* SHORT EXERCISE: Convert every line of the data below into a JSON list of strings, one string per line, omitting blank lines and leaving out the pictures.
* BEGIN RECORD LIST *
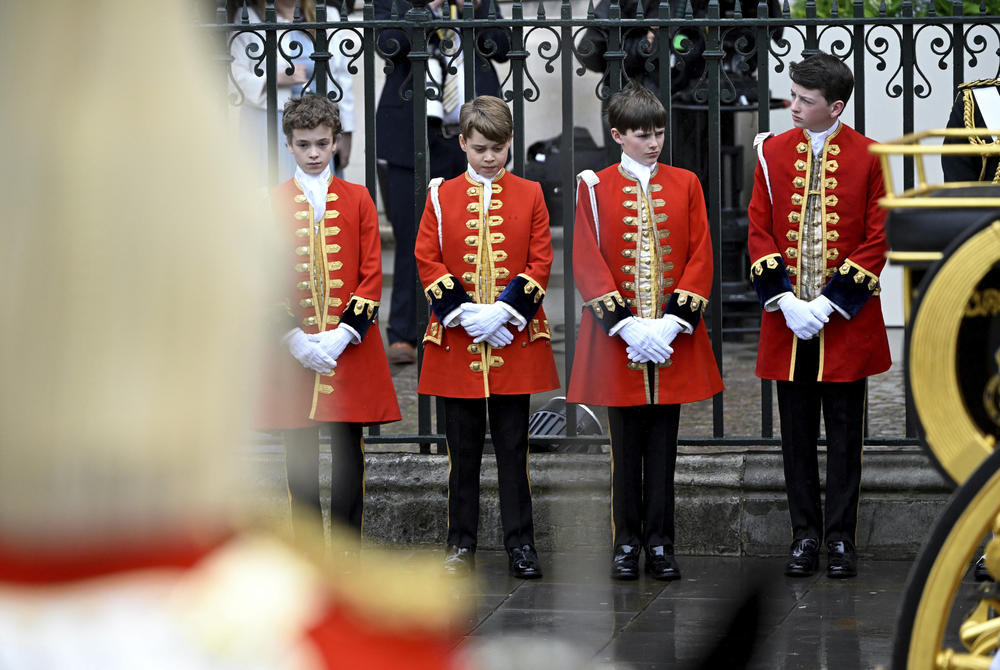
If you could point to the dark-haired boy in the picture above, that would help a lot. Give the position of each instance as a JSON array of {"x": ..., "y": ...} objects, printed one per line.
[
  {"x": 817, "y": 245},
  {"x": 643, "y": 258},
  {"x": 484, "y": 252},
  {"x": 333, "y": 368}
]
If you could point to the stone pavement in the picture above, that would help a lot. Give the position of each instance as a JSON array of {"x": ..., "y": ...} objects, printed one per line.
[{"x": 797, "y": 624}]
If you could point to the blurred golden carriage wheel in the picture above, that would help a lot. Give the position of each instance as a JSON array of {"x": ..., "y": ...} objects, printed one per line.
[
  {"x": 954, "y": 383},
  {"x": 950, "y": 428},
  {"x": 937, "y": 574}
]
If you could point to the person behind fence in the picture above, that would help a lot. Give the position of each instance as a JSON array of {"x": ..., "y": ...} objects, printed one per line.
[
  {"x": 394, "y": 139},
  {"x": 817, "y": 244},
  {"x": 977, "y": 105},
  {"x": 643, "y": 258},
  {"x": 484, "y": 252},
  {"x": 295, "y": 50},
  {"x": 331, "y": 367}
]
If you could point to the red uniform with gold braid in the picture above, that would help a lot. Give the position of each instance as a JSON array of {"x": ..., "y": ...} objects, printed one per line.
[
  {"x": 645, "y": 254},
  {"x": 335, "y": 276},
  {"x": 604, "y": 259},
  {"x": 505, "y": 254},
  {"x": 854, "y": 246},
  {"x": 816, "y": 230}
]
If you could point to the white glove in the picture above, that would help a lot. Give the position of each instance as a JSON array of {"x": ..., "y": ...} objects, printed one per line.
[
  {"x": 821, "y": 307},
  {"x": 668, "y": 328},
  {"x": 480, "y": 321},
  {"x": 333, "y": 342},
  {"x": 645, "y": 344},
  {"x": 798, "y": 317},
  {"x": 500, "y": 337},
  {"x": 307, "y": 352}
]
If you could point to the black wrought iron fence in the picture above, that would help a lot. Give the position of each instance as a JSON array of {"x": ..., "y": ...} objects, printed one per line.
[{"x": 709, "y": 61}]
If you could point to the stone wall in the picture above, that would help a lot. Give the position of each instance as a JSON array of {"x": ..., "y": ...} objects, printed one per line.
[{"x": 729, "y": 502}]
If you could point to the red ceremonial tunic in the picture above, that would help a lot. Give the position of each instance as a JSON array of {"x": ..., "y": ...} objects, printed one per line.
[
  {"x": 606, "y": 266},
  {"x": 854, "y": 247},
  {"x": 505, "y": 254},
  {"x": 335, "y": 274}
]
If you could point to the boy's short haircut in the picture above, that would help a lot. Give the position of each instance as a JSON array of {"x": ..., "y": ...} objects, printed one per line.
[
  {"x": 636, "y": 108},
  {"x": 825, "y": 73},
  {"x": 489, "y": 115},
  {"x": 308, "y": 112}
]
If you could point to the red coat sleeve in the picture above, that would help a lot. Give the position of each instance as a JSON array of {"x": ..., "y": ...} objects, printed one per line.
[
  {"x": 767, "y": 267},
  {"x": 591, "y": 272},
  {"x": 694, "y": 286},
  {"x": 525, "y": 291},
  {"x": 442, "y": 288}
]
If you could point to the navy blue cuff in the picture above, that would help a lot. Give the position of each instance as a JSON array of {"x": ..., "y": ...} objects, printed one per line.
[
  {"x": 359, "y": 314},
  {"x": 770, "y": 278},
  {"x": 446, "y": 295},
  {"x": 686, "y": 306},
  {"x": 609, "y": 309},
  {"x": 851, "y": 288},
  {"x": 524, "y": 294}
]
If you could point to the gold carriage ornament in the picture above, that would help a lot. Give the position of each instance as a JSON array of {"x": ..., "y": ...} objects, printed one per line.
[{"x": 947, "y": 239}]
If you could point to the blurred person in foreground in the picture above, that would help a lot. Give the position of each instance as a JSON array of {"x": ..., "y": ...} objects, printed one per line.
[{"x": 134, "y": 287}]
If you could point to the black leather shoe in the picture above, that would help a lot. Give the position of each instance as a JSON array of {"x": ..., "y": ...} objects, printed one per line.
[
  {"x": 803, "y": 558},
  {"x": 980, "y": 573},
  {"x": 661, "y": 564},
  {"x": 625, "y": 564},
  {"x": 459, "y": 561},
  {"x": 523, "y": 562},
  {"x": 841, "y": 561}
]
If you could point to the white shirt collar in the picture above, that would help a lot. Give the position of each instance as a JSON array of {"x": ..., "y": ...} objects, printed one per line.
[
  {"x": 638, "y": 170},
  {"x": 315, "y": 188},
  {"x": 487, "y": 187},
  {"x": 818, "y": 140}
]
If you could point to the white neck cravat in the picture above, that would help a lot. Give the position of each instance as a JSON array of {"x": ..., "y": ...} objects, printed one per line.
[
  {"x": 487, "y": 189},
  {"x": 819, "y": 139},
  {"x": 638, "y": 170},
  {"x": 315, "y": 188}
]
* END RECORD LIST *
* RESULT FOR THIS TASK:
[
  "If you could point to the dark-haired boy in the picture above, that would help a lot. Give the position of each instance as a JSON array of {\"x\": ..., \"y\": ...} objects, printed one per line.",
  "[",
  "  {\"x\": 817, \"y\": 245},",
  "  {\"x\": 643, \"y\": 258},",
  "  {\"x\": 484, \"y\": 252},",
  "  {\"x\": 333, \"y\": 368}",
  "]",
  "If you could point to the stone pavement in the picture above, that would help a lot. Give the position of each instance as a JSON array of {\"x\": ..., \"y\": ...} objects, printed one per line.",
  "[{\"x\": 797, \"y\": 624}]",
  "If you could point to the blurred golden carriage wheel in the picture above, that would help a lot. Give the position of each instance as a JSON array of {\"x\": ..., \"y\": ...} objects, printed one per line.",
  "[",
  "  {\"x\": 954, \"y\": 383},",
  "  {\"x\": 950, \"y\": 428},",
  "  {\"x\": 937, \"y\": 574}",
  "]",
  "If you could point to the person behind fence in the picture above, that would help a lot. Give the position of each instance as a JSON array of {\"x\": ..., \"y\": ...} objects, printed one per line.",
  "[",
  "  {\"x\": 394, \"y\": 139},",
  "  {\"x\": 817, \"y\": 244},",
  "  {\"x\": 977, \"y\": 105},",
  "  {\"x\": 643, \"y\": 258},",
  "  {\"x\": 484, \"y\": 252},",
  "  {\"x\": 295, \"y\": 50},",
  "  {\"x\": 331, \"y\": 367}",
  "]",
  "If you could point to the red uniform with gold braid in the picture above, that would help a lot. Give the position of each instance as a JSON array of {\"x\": ..., \"y\": ...} objects, printed one per line.",
  "[",
  "  {\"x\": 645, \"y\": 254},",
  "  {\"x\": 335, \"y\": 276},",
  "  {\"x\": 604, \"y\": 259},",
  "  {\"x\": 505, \"y\": 254},",
  "  {\"x\": 854, \"y\": 246},",
  "  {\"x\": 816, \"y\": 230}",
  "]",
  "If you could point to the white glove in the picture above, that would help a lot. Give the position of each instance as a JSON array of {\"x\": ..., \"y\": ...} objects, printed one per line.",
  "[",
  "  {\"x\": 821, \"y\": 307},",
  "  {\"x\": 668, \"y\": 328},",
  "  {\"x\": 480, \"y\": 321},",
  "  {\"x\": 333, \"y\": 342},",
  "  {\"x\": 645, \"y\": 344},",
  "  {\"x\": 798, \"y\": 317},",
  "  {\"x\": 500, \"y\": 337},",
  "  {\"x\": 307, \"y\": 352}",
  "]",
  "If you could point to the black wrought iron fence in the picture above, that would help a lot. Give the position of each instance as a JSON array of {\"x\": ..., \"y\": ...} objects, printed one per line.",
  "[{\"x\": 709, \"y\": 61}]",
  "If you could point to the stone wall in the picture above, that would help a lot. Give the position of each instance as a JSON array of {\"x\": ..., \"y\": ...} objects, printed one per line.",
  "[{\"x\": 729, \"y\": 502}]",
  "If you could point to the red ceremonial tunic in the picture above, that would help a lot. Give the position of each instance as a JSON array of {\"x\": ..., \"y\": ...} objects, printed one per line.",
  "[",
  "  {\"x\": 606, \"y\": 266},",
  "  {\"x\": 854, \"y\": 247},",
  "  {\"x\": 505, \"y\": 254},",
  "  {\"x\": 335, \"y\": 274}",
  "]",
  "If you could point to the boy's short haircut in the picture above, that would help a lot. Give the position of each instance as a JSON array of {\"x\": ..., \"y\": ...} objects, printed one per line.",
  "[",
  "  {\"x\": 636, \"y\": 108},",
  "  {\"x\": 825, \"y\": 73},",
  "  {\"x\": 489, \"y\": 115},",
  "  {\"x\": 308, \"y\": 112}",
  "]",
  "If you could point to the red coat sleeve in the picture above, that would help a lot. Give the position of each instance as a JSON array of {\"x\": ..., \"y\": ...} objects, printed one per line.",
  "[",
  "  {\"x\": 767, \"y\": 267},",
  "  {\"x\": 591, \"y\": 272},",
  "  {\"x\": 694, \"y\": 286},",
  "  {\"x\": 525, \"y\": 291},",
  "  {\"x\": 442, \"y\": 288}",
  "]",
  "If you could point to the navy blue cuff in the picture above, that would help a lot. Give the position of each instance as a JSON array of {\"x\": ..., \"y\": ...} objects, printed one per line.",
  "[",
  "  {\"x\": 359, \"y\": 314},",
  "  {\"x\": 770, \"y\": 278},",
  "  {\"x\": 446, \"y\": 295},",
  "  {\"x\": 686, \"y\": 306},",
  "  {\"x\": 609, \"y\": 309},",
  "  {\"x\": 851, \"y\": 288},",
  "  {\"x\": 524, \"y\": 294}",
  "]",
  "If you could point to the gold carriage ornament in the picture above, that would help a lot. Give the position of each instance as a JSON array of {\"x\": ..., \"y\": ...} objects, printed one per line.",
  "[{\"x\": 947, \"y\": 239}]",
  "If you could point to the blurred person in foreground in the picture above, that would help a lot. Give the position of each instance as a JSON array of {\"x\": ..., \"y\": ...} objects, printed one per line.",
  "[{\"x\": 134, \"y\": 287}]",
  "If you could point to the black leather shoe in the picture above, that would help a lot. Give the position of each instance as a JSON array of {\"x\": ..., \"y\": ...} objects, printed one per line.",
  "[",
  "  {\"x\": 803, \"y\": 558},",
  "  {\"x\": 980, \"y\": 573},",
  "  {\"x\": 661, \"y\": 564},",
  "  {\"x\": 625, \"y\": 564},",
  "  {\"x\": 459, \"y\": 561},",
  "  {\"x\": 523, \"y\": 562},",
  "  {\"x\": 841, \"y\": 561}",
  "]",
  "If you could point to the white shirt collar in the picture above, that would help a lot. Give the position of each instance as a JSON array of {\"x\": ..., \"y\": ...} objects, printed one per line.",
  "[",
  "  {\"x\": 638, \"y\": 170},",
  "  {\"x\": 315, \"y\": 188},",
  "  {\"x\": 487, \"y\": 187},",
  "  {\"x\": 818, \"y\": 140}",
  "]",
  "If you could point to the white neck cravat in the picture above, that would help a lot. Give the position of each instance as a JSON array of {\"x\": ..., \"y\": ...} objects, printed one per line.",
  "[",
  "  {\"x\": 487, \"y\": 189},",
  "  {\"x\": 819, \"y\": 139},",
  "  {\"x\": 638, \"y\": 170},",
  "  {\"x\": 315, \"y\": 188}",
  "]"
]